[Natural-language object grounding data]

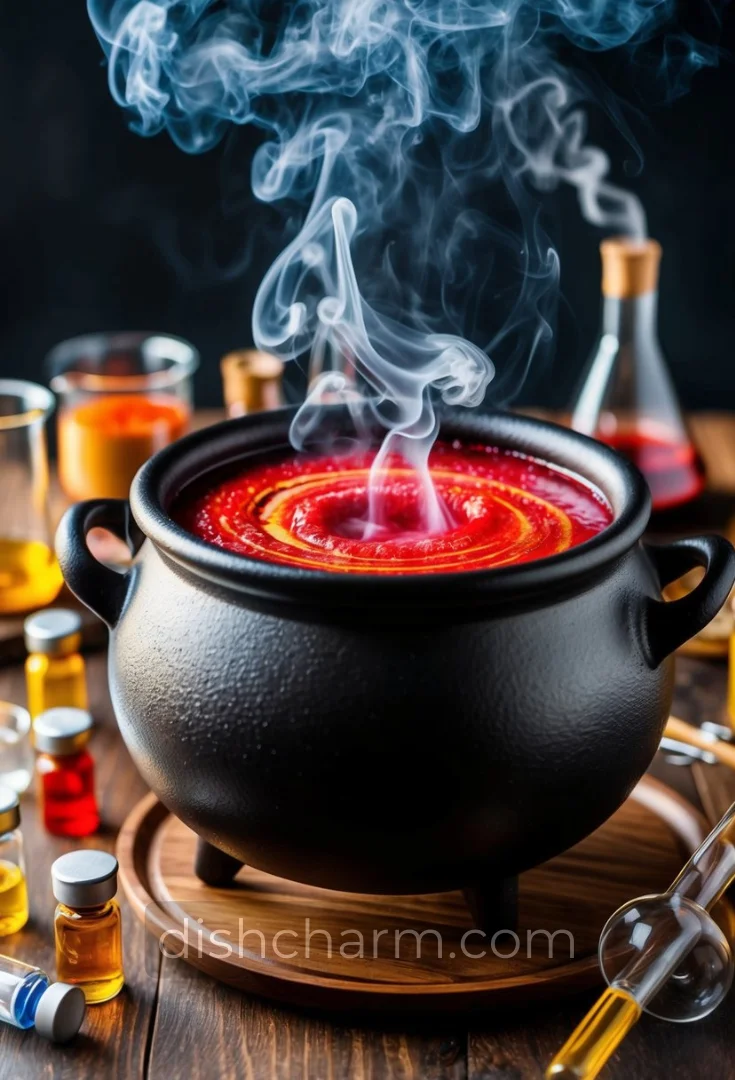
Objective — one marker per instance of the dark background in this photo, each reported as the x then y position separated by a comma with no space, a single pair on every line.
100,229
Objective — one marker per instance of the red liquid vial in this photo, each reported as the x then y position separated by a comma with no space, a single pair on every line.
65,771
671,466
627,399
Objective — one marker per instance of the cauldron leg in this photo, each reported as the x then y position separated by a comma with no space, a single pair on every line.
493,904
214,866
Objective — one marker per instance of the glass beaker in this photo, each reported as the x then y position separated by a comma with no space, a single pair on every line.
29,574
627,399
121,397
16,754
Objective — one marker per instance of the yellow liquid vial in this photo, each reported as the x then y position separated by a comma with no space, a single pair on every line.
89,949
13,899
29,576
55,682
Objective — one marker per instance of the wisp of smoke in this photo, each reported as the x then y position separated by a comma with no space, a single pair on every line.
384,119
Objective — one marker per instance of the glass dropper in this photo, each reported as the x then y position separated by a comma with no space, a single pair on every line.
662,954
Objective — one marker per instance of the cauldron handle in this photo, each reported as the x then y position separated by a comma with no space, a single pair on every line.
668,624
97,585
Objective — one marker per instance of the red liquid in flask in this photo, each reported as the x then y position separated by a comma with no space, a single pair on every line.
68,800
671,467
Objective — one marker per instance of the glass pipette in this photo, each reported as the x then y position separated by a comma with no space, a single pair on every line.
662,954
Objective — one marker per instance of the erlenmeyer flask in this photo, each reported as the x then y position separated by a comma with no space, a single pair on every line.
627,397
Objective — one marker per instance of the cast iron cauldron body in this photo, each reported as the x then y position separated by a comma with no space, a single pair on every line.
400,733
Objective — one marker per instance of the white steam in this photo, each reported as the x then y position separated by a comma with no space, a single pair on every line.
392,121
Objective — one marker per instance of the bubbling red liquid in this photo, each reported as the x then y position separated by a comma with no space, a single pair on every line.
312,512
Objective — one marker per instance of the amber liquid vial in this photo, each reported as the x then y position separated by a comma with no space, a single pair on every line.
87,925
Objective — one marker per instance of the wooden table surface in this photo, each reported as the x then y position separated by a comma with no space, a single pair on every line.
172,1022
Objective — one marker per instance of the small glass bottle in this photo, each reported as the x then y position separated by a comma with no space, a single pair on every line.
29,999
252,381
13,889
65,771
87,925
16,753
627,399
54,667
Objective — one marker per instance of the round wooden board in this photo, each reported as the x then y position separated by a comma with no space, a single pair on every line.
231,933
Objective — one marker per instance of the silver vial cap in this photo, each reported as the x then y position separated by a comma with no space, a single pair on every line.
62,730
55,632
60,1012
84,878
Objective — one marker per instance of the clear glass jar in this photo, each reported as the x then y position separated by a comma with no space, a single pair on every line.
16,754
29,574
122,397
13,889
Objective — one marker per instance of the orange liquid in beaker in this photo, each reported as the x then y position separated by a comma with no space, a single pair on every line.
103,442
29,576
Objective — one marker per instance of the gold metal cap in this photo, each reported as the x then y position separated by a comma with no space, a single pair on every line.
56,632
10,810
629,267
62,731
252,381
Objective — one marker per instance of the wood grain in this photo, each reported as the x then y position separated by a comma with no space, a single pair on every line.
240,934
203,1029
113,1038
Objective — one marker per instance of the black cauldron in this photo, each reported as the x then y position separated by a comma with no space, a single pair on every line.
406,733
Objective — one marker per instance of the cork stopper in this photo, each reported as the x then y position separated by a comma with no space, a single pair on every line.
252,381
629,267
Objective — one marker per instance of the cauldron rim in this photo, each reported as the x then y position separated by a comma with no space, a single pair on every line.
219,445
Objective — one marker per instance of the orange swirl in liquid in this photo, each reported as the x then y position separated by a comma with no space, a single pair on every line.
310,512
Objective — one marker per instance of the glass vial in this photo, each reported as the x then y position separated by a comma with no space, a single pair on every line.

**Work task**
Quote each entry above verbatim and drop the pictures.

**Solved exercise**
Objective — one marker per instance of the dark background in this photo, each reported as the x then y position separated by a comma with no space, a single pair on every line.
100,229
Objective — one marker per instance of the red liquid vial in this photo, each reported as the x then y position separated by a comma with no space, a single pair on every line.
65,771
671,466
627,399
Objective — one marker per instance of the cauldron leg in this photo, each reported as the x then y position separated by a comma with no space, a single pair on every line.
493,904
214,866
Objective — one marker per instance of the glass beaker in this photo, each reported as the x then y position separated by a comma with no space, a single pair on every line.
29,574
627,399
121,397
16,754
Objective — one marker per instance of the yellow liquid vial in this photo, each reported as the x then y position separated by a comma with no space, a single pair on every line.
89,949
13,899
29,576
55,682
Objective — one marker per instance of the wisp of smoke in this photo, each reported as the x then y position separated by a comma with no space, a single pair on every line.
384,119
Objective — one marker per instance of the glass dropper in this photo, each reported as the x then y position separated by a comma with no space, a single pair on every line.
662,954
Objective — one marker per instance of the cauldron handle in this photo, each reported as the x then y position separated by a comma with no space, a single pair on every line.
668,624
97,585
Objective — one marker per instance of the red liquid in flask in this photo, each reported as the x then y position separated by a comma with no space, a single pair on every line.
68,800
671,467
Objective — one marker per instance of the glass pipette in this photo, each reported as the x then y position separated by a comma with no space, a single pair on every line.
662,954
Objective — one marker per instance of the erlenmeyer flask in this photo, each reported as the x then y position separated by a comma with no space, a single pair on every line.
627,397
Objective — one marker per instance of the cast iron cauldron body in this photo, each reported as the x then y position separated by a comma with no space, a single pair on every line.
400,733
Objective — one marker per instance of the white steam in this photo, each reported as the x then y position separated by a comma with no space, a single pair on every line.
392,121
Objective — one marker per instance of the bubbling red liquid in this photo, each reported as the x then y position separated by a comma with no space, a single pair on every line.
312,512
Objective — one marker per instance of the amber liquid vial in this photo, each reported as the x then y position separated by a comma with no space, a single pair on every line.
87,925
Objective — one marker per instance of the wooden table surface in this photo, each reported as the x then y position separated by a comma with no space, a single pair on every line.
172,1022
Objective — one marker per instance of the small glass bottle in this photo, each reported as the x then y position separated by a comma with no space, a single pair on every line.
29,999
252,381
13,889
65,771
87,925
16,753
627,399
54,667
Objective — one marker per instance of the round wooden board in this photo, each reported as the x then y position separated by a comma with no space, a single pair on every line.
231,933
Objective — one marker per instance of the silver vial cap in this photo, each reported as the x then y position separated by a comma with no space, a single pair on every line.
62,730
55,632
60,1012
84,878
Objective — one marker per instance of the clear glass jar in this photo, each reported as the x then y position separated by a comma with no space, a single pair on every line.
16,754
29,574
122,397
13,889
Objective — one marker per instance of the orange liquid in beaker in this photo, each reported as the x then y position separated by a comma with no space, a single pair on every line.
103,442
29,576
Objective — one marker per instance of the gold metal cap in this photo, each reported as the x then y position separated by a comma with no space, a single pair on every line.
56,632
10,810
629,267
62,731
252,381
Objective — one marker per instance of the wood grain in this photo, each reported as the x then y position separated by a comma with no space, a single pair on every line.
240,934
203,1029
113,1038
Objective — one marker per instance of the black cauldron in this photo, each reported as the x then y position separated by a comma with no space, a single pair on every line.
406,733
Objective — one marker per instance of the cork stopper in this photo, each reported as the x then y position separated by a comma with no space, a single pair on every line.
252,381
629,267
Objective — one marker per instance of the cauldron rim in this photo, each reported as the x then y position separated by a comma with no space, a single pair on every line.
219,445
Objective — one marker per instance of the orange swirl in liquid in this photo, each reported as the x then y position separated by a comma with no space, a single pair on every line.
310,512
Objective — one marker per instance of the glass vial in this photo, each reported as the x then y position separated by a comma with no space, a single pair on every line.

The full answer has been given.